Work required
Swap every "pin" in the rows below for "dot", keeping everything else the same, and leave the pictures out of your version.

Dataset rows
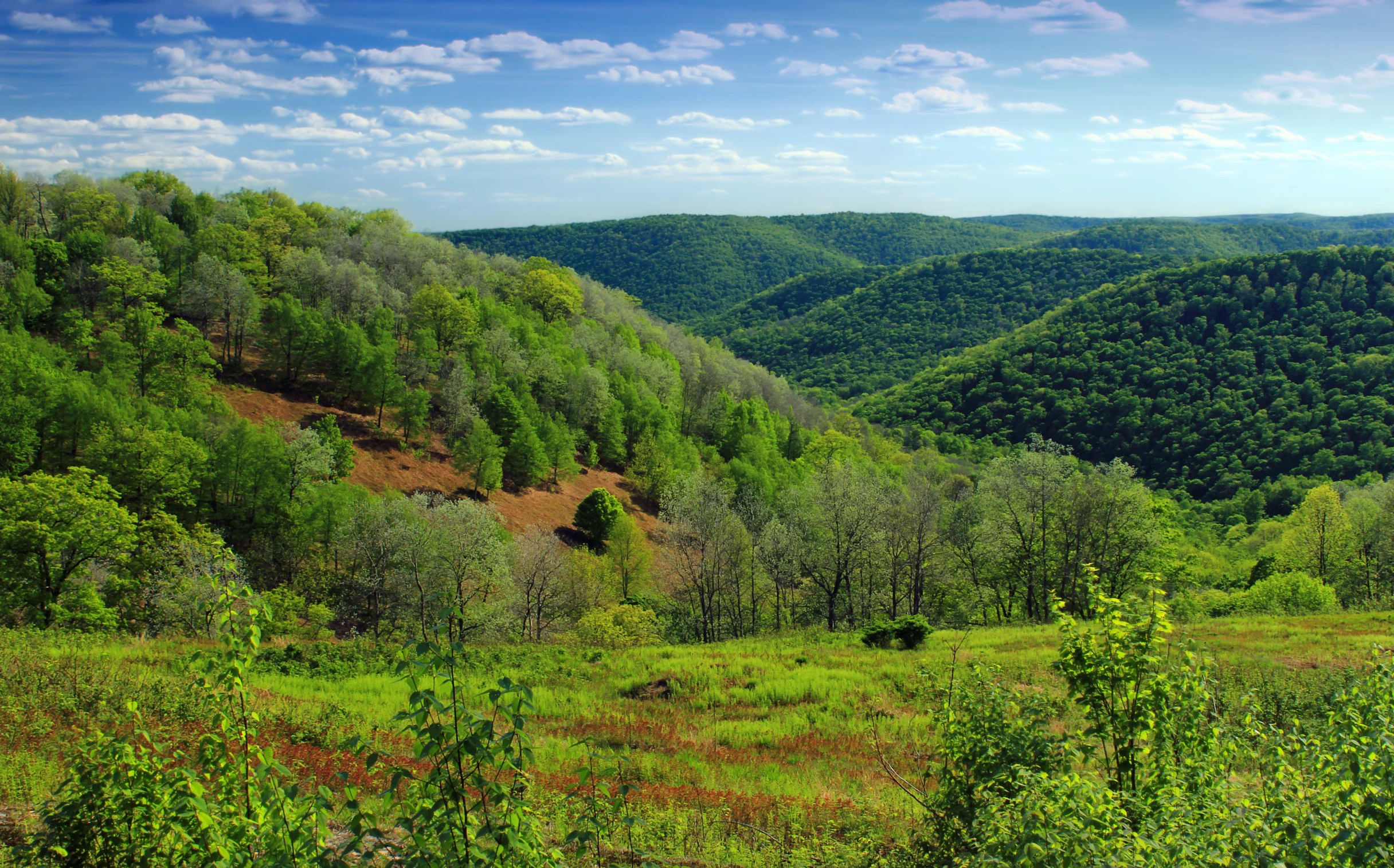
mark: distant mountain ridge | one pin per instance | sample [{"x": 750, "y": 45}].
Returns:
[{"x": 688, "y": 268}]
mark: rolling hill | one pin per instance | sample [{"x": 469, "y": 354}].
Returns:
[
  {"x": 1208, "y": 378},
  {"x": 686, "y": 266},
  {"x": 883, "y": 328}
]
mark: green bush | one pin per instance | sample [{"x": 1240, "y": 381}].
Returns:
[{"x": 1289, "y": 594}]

Task result
mark: distant mountain ridge | one dot per instance | sample [{"x": 750, "y": 45}].
Returns:
[{"x": 688, "y": 268}]
mark: rolling hill | one dot per instance | sample [{"x": 469, "y": 354}].
Returns:
[
  {"x": 1208, "y": 378},
  {"x": 686, "y": 266},
  {"x": 883, "y": 328}
]
mark: green bush | one dot per instance | sample [{"x": 1240, "y": 381}].
Returns:
[{"x": 1289, "y": 594}]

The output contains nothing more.